**Document passage**

┌──

Taking a closer look at our crime classifier's shortcomings#
In our last project, we built a detector to identify serious assaults that were downgraded into simple assaults. In this notebook we'll see how our algorithm operates, and address any issues about what this technique might miss.
Imports and setup#
First we'll set some options up to make everything display correctly. It's mostly because these assault descriptions can be quite long, and the default is to truncate text after a few words.
import pandas as pd
import numpy as np
from sklearn.svm import LinearSVC
pd.set_option('display.max_colwidth', 200)
pd.set_option('display.max_columns', 100)
pd.set_option('display.max_rows', 300)
%matplotlib inline
Repeat our analysis#
First we'll repeat the majority of our processing and analysis from the first notebook, then we'll get into the critique.
Read in our data#
Our dataset is going to be a database of crime reports between 2008 and 2012. It will start off with two columns:
CCDESC
, what criminal code was violatedDO_NARRATIVE
, a short text description of what happened
We're going to use this description to see if we can separate serious cases of assault compared to non-serious cases of assault.
We won't be covering the process of vectorizing our dataset and creating our classifier in this notebook. Instead, we're going to focus on analyzing the possible shortcomings of our analysis, both conceptually and technically.
# Read in our dataset
df = pd.read_csv("data/2008-2012.csv")
# Only use reports classified as types of assault
df = df[df.CCDESC.str.contains("ASSAULT")].copy()

└──

**Written instruction 1**
Answer these questions about the crime classifier notebook:
(a) Which years does the crime report database cover?
(b) What value is given to the display.max_colwidth option?
(c) What kind of assaults was the detector from the last project built to identify?

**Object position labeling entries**
┌──

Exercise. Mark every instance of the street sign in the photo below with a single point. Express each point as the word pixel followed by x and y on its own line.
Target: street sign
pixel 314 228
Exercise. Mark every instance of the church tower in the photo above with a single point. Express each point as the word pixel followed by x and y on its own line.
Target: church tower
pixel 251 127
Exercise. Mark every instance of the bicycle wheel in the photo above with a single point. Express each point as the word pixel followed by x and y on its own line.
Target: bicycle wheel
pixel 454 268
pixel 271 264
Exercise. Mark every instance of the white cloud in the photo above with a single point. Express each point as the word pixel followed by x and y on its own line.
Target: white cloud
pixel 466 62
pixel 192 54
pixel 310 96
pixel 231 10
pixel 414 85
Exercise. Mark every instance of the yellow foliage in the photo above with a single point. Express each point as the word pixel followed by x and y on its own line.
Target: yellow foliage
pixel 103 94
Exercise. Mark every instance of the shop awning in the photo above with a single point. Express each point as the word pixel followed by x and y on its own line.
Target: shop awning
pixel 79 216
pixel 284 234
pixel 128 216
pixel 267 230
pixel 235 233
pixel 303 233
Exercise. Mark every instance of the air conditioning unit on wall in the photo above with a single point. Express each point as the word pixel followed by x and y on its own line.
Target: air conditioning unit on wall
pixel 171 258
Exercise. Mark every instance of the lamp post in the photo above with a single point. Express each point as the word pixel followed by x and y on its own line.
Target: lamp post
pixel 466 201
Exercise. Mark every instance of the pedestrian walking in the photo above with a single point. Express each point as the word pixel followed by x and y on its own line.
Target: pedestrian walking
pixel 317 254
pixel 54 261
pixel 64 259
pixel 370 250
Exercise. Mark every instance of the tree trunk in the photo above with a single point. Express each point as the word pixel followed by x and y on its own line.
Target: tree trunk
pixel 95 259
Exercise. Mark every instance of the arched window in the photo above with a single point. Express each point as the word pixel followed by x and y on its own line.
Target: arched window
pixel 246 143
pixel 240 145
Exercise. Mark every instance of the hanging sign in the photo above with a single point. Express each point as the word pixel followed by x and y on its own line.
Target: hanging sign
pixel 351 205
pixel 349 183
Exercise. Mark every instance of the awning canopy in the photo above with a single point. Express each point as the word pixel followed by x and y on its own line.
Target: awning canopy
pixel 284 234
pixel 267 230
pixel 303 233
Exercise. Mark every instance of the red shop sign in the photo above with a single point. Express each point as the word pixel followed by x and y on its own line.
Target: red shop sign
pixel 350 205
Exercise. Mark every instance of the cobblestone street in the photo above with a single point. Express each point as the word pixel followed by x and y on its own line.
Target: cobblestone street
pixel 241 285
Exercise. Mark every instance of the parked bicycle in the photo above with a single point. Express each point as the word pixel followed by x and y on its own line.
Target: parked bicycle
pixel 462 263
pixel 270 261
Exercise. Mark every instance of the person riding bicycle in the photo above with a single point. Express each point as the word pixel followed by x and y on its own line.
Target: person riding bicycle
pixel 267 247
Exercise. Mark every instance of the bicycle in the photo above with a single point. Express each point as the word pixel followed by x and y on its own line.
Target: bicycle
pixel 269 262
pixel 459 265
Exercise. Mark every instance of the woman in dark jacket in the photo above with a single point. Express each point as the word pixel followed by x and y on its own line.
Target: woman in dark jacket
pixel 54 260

└──

**Written instruction 2**
Rewrite the records as a JSON list of strings, starting at the first line of the records and ending at the line that contains "pixel 251 127". Make one string per line and leave out blank lines.

**Problem solution 1**
(a) 2008 to 2012
(b) 200
(c) Serious assaults that were downgraded into simple assaults

**Problem solution 2**
[
  "Exercise. Mark every instance of the street sign in the photo below with a single point. Express each point as the word pixel followed by x and y on its own line.",
  "Target: street sign",
  "pixel 314 228",
  "Exercise. Mark every instance of the church tower in the photo above with a single point. Express each point as the word pixel followed by x and y on its own line.",
  "Target: church tower",
  "pixel 251 127"
]